Deskripsi Tugas: Lanjutkan teks tentang masjid mulai dari setelah kalimat terakhirnya.
**** Teks Halaman
Masjid atau mesjid adalah rumah tempat ibadah umat Muslim. Masjid artinya tempat sujud, dan mesjid berukuran kecil juga disebut musholla, langgar atau surau. Selain tempat ibadah masjid juga merupakan pusat kehidupan komunitas muslim. Kegiatan – kegiatan perayaan hari besar, diskusi, kajian agama, ceramah dan belajar Al Qur’an sering dilaksanakan di Masjid. Bahkan dalam sejarah Islam, masjid turut memegang peranan dalam aktivitas sosial kemasyarakatan hingga kemiliteran.

Akar kata dari masjid adalah ”sajada” berarti sujud atau tunduk. Kata masjid sendiri berakar dari bahasa Arab. Kata ”masgid” (m-s-g-d) ditemukan dalam sebuah inskripsi dari abad ke 5 Sebelum Masehi. Kata ”masgid” (m-s-g-d) ini berarti “tiang suci” atau “tempat sembahan”

Sejarah

Menara-menara, serta kubah masjid yang besar, seakan menjadi saksi betapa jayanya Islam pada kurun abad pertengahan. Masjid telah melalui serangkaian tahun-tahun terpanjang di sejarah hingga sekarang. Mulai dari Perang Salib sampai Perang Teluk. Selama lebih dari 1000 tahun pula, arsitektur Masjid perlahan-lahan mulai menyesuaikan bangunan masjid dengan arsitektur modern.

Masjid pertama

Ketika Nabi Muhammad saw tiba di Madinah, beliau memutuskan untuk membangun sebuah masjid, yang sekarang dikenal dengan nama Masjid Nabawi, yang berarti Masjid Nabi. Masjid Nabawi terletak di pusat Madinah. Masjid Nabawi dibangun di sebuah lapangan yang luas. Di Masjid Nabawi, juga terdapat mimbar yang sering dipakai oleh Nabi Muhammad saw. Masjid Nabawi menjadi jantung kota Madinah saat itu. Masjid ini digunakan untuk kegiatan politik, perencanaan kota, menentukan strategi militer, dan untuk mengadakan perjanjian. Bahkan, di area sekitar masjid digunakan sebagai tempat tinggal sementara oleh orang-orang fakir miskin.

Saat ini, Masjidil Haram, Masjid Nabawi dan Masjid al-Aqsa adalah tiga masjid tersuci di dunia

Fungsi Keagamaan

Ibadah

Semua muslim yang telah baligh atau dewasa harus menunaikan shalat lima kali sehari. Walaupun beberapa masjid hanya dibuka pada hari Jumat, tapi masjid yang lainnya menjadi tempat shalat sehari-hari. Pada hari Jumat, semua muslim laki-laki yang telah dewasa diharuskan pergi ke masjid untuk menunaikan shalat ke masjid, berdasarkan al-Jum’ah ayat 9:

يا يها الذين امنوا اذا نودي لصلاة من يوم الجمعة فاسعوا الي ذكر الله

yang berarti bahwa orang beriman, ketika mendengarkan seruan untuk menunaikan shalat Jumat agar bersegera ke masjid untuk mengingat Allah.
********
**** Entri yang Disediakan
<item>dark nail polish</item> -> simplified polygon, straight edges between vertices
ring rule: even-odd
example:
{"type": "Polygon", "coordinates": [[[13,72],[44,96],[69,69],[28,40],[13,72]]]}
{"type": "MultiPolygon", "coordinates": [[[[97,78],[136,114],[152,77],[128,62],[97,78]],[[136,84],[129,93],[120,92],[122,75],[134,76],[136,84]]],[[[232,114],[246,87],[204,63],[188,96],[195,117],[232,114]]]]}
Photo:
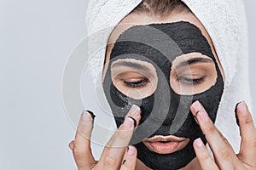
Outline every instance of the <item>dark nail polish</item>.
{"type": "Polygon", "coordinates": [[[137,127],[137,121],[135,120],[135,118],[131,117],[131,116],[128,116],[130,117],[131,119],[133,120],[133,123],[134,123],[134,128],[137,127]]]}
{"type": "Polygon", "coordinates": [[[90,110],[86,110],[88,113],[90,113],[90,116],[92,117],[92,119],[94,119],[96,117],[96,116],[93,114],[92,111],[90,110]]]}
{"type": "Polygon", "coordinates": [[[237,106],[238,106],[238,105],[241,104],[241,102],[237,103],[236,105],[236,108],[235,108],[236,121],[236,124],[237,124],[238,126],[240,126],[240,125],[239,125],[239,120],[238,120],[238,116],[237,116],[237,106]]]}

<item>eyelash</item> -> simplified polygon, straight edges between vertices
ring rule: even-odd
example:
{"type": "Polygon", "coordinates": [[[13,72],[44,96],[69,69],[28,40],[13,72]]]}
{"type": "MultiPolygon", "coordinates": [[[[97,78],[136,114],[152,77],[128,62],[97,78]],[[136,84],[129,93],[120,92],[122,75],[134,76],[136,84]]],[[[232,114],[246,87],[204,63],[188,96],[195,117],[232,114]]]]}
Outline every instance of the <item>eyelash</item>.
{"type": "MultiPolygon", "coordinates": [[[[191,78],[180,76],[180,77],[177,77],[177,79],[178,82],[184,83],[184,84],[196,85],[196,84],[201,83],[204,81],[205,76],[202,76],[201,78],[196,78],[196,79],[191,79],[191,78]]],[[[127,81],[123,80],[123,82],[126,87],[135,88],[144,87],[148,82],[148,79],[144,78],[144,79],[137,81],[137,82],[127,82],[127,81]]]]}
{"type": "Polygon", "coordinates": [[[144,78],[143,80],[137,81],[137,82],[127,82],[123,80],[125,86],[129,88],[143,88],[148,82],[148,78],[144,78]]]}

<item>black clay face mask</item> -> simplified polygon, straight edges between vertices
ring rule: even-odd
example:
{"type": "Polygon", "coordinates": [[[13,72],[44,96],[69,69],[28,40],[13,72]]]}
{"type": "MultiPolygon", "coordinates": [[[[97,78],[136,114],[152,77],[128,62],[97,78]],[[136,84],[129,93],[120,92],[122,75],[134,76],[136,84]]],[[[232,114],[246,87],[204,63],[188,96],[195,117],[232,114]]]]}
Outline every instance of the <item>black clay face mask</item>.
********
**** Entri yang Disediakan
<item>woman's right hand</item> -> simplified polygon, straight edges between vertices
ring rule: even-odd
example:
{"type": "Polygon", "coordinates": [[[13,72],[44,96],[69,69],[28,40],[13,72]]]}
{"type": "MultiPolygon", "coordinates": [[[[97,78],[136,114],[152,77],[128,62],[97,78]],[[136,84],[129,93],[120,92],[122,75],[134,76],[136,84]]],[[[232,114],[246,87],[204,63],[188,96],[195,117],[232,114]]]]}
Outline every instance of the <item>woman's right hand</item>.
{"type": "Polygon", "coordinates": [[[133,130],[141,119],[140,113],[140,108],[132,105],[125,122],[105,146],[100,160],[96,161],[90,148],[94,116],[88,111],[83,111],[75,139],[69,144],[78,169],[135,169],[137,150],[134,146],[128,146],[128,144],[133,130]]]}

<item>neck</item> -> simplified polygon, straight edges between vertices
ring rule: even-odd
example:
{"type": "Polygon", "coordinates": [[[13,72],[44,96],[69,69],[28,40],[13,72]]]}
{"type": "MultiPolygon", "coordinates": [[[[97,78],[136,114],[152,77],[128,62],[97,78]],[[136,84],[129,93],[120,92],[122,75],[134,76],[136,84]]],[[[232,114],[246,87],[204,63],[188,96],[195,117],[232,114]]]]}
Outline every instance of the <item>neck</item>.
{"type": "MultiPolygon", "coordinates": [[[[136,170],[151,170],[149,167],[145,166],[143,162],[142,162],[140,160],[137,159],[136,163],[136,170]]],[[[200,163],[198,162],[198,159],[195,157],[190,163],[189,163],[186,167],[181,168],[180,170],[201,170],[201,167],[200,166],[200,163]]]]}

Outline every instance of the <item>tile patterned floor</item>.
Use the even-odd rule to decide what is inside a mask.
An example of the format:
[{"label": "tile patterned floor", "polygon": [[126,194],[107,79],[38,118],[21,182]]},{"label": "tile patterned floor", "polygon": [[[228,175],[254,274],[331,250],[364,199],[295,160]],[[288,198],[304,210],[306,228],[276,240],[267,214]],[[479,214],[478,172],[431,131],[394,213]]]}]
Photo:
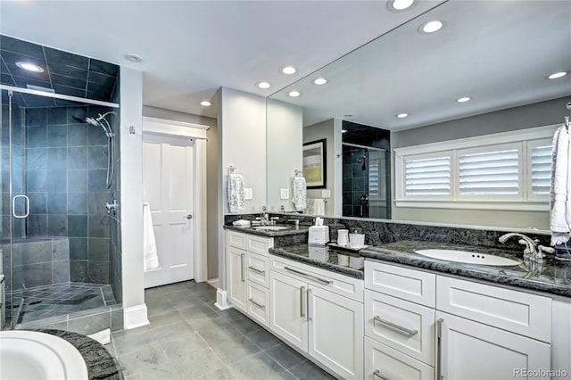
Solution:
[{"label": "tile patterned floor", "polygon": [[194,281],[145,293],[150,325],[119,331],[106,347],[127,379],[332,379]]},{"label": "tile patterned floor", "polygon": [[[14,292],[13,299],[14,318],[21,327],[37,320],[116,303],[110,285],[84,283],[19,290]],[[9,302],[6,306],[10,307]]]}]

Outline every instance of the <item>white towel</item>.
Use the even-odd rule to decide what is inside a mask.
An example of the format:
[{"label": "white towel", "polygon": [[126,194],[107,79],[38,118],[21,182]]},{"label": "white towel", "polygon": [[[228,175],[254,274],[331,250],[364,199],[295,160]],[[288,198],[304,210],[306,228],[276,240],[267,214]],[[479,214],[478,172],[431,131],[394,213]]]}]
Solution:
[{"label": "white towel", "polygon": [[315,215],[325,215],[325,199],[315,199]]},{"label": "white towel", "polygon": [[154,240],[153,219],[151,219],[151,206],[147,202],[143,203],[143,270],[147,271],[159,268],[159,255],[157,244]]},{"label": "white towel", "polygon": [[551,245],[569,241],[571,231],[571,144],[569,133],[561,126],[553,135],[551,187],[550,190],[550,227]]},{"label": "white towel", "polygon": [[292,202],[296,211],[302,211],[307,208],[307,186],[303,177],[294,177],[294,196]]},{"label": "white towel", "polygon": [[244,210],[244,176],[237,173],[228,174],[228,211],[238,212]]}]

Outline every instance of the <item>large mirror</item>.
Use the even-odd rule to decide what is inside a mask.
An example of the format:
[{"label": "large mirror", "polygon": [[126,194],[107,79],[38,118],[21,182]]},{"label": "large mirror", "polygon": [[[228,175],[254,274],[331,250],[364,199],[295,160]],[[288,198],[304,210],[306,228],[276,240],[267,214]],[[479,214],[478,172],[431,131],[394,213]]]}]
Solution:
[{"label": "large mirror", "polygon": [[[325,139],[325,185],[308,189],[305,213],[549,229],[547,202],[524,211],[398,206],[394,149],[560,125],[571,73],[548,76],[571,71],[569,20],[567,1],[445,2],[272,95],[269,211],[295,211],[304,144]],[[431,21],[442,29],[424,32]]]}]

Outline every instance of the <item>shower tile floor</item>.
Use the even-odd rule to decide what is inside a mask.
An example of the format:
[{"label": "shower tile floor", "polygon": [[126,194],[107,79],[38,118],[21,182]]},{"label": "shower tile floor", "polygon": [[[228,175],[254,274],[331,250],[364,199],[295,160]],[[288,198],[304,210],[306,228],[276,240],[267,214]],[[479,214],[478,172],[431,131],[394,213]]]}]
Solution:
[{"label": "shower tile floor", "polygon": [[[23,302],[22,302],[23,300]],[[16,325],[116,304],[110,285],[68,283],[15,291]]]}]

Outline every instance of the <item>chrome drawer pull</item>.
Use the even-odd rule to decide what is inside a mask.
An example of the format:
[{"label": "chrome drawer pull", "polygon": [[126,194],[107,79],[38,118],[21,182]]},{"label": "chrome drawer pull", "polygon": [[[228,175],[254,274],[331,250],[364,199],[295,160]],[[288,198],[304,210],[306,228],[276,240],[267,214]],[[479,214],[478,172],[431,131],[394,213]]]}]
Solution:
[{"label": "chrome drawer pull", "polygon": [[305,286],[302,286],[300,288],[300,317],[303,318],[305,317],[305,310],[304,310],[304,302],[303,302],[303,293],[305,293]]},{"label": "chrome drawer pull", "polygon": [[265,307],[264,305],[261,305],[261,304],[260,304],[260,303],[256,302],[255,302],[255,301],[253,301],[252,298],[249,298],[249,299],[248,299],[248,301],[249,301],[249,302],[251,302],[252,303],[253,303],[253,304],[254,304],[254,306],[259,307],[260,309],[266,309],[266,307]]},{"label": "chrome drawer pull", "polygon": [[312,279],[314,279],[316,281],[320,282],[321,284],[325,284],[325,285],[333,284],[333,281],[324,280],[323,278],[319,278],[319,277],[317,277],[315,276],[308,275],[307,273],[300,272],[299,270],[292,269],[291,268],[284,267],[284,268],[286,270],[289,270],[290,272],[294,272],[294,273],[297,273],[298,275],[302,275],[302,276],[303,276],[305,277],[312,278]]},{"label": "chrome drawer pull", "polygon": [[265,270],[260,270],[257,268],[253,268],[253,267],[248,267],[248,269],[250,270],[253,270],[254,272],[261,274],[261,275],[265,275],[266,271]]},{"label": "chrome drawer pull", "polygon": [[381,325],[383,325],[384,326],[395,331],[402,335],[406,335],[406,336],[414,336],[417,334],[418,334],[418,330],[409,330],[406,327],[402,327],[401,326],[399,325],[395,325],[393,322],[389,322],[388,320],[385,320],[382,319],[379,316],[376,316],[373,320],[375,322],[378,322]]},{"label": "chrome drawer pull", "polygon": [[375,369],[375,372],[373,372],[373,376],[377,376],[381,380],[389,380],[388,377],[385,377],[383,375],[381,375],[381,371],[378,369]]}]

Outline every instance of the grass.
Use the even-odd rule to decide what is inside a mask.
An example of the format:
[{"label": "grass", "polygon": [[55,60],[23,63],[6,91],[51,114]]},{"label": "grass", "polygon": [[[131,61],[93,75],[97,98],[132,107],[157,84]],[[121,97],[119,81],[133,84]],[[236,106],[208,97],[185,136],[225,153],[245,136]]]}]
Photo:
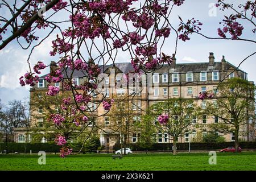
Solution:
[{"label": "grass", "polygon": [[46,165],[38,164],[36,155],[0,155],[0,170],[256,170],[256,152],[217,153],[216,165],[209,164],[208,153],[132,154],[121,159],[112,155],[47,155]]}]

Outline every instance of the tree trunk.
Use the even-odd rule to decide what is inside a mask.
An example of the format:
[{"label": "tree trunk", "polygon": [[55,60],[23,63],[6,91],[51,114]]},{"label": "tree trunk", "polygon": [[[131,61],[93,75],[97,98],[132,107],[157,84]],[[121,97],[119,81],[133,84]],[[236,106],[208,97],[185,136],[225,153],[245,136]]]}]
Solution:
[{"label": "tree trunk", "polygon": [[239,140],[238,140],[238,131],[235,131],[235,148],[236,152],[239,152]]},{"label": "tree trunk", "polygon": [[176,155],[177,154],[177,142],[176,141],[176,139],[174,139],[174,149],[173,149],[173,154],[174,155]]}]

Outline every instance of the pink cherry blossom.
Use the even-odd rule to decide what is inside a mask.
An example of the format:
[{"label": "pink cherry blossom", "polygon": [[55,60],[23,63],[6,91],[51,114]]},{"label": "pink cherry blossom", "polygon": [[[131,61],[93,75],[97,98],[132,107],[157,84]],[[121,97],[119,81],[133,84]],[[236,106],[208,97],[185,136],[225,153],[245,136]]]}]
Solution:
********
**** Entri yang Disediakan
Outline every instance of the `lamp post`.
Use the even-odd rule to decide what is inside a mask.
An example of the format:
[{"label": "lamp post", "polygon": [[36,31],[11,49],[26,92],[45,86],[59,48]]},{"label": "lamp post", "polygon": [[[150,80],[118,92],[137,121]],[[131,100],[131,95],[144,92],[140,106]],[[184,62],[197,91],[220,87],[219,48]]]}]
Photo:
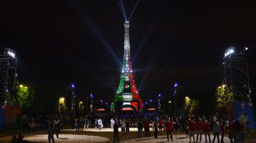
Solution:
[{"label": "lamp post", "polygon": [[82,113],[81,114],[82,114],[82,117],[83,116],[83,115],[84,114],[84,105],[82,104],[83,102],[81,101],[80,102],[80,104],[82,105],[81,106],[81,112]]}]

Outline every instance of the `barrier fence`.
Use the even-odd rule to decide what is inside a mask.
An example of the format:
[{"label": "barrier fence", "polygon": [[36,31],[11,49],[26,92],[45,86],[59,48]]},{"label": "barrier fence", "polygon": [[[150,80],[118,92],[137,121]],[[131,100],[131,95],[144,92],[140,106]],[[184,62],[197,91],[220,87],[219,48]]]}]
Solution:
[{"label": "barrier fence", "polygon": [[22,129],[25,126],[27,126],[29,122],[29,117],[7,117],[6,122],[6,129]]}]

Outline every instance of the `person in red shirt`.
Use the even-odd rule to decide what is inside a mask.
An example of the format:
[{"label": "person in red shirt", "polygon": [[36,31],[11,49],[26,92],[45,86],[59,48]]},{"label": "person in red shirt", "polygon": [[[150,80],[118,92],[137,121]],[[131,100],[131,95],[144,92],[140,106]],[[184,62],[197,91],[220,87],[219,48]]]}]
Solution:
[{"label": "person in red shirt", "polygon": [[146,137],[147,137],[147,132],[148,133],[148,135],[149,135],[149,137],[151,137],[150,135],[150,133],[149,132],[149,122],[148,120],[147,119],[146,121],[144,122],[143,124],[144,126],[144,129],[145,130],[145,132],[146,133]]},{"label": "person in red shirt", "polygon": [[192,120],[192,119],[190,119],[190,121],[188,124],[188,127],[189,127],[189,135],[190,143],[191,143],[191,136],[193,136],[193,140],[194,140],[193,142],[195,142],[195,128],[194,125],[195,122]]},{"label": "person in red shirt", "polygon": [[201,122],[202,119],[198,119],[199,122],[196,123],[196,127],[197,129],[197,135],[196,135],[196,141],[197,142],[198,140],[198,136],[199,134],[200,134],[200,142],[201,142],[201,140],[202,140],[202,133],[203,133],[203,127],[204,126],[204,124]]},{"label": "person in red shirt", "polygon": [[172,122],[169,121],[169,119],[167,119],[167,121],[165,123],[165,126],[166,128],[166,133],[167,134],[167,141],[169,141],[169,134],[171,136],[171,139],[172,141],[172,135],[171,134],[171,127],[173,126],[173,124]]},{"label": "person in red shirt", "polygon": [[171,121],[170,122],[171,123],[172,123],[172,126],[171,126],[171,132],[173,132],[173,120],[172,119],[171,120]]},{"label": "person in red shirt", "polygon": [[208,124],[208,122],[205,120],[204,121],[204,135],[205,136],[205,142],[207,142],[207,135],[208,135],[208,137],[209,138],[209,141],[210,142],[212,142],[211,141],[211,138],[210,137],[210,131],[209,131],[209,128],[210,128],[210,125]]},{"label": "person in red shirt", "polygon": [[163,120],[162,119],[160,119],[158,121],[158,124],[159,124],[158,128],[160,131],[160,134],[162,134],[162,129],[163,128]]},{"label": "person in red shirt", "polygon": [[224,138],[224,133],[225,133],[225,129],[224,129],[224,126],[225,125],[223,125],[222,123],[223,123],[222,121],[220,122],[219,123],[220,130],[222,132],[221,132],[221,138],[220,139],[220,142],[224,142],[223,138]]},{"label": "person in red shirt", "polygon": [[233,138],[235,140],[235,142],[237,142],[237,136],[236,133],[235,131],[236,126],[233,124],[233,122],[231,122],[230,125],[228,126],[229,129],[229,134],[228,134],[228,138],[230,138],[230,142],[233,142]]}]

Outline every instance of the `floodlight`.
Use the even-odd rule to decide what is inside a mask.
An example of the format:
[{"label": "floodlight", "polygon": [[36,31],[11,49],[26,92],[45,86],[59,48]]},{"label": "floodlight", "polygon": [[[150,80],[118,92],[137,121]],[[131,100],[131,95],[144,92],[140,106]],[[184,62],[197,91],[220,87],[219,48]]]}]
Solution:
********
Jawaban:
Kegiatan bulan Ramadhan

Masjid, pada bulan Ramadhan, mengakomodasi umat Muslim untuk beribadah pada bulan Ramadan. Biasanya, masjid akan sangat ramai di minggu pertama Ramadhan. Pada bulan Ramadhan, masjid-masjid biasanya menyelenggarakan acara pengajian yang amat diminati oleh masyarakat. Tradisi lainnya adalah menyediakan iftar, atau makanan buka puasa. Ada beberapa masjid yang juga menyediakan makanan untuk sahur. Masjid-masjid biasanya mengundang kaum fakir miskin untuk datang menikmati sahur atau iftar di masjid. Hal ini dilakukan sebagai amal shaleh pada bulan Ramadhan.

Pada malam hari setelah shalat Isya digelar, umat Muslim disunahkan untuk melaksanakankan shalat Tarawih berjamaah di masjid. Setelah shalat Tarawih, ada beberapa orang yang akan membacakan Al-Qur’an. Pada sepuluh hari terakhir di bulan Ramadan, masjid-masjid besar akan menyelenggarakan I’tikaf, yaitu sunnah Nabi Muhammad saw. untuk berdiam diri di Masjid ( mengkhususkan hari-hari terakhir ramadhan guna meningkatkan amal ibadah ) dan memperbanyak mengingat Allah swt.

Amal

Rukun ketiga dalam Rukun Islam adalah zakat. Setiap muslim yang mampu wajib menzakati hartanya sebanyak seperlima dari jumlah hartanya. Masjid, sebagai pusat dari komunitas umat Islam, menjadi tempat penyaluran zakat bagi yatim piatu dan fakir miskin. Pada saat Idul Fitri, masjid menjadi tempat penyaluran zakat fitrah dan membentuk panitia amil zakat.

Panitia zakat, biasanya di bentuk secara lokal oleh orang-orang atau para jemaah yang hidup di sekitar lingkungan masjid. Begitupula dalam pengelolaannya. Namun, untuk masjid-masjid besar, seperti di pusat kota, biasanya langsung ditangani oleh pemerintah kota (pemkot) atau pemerintah daerah (pemda).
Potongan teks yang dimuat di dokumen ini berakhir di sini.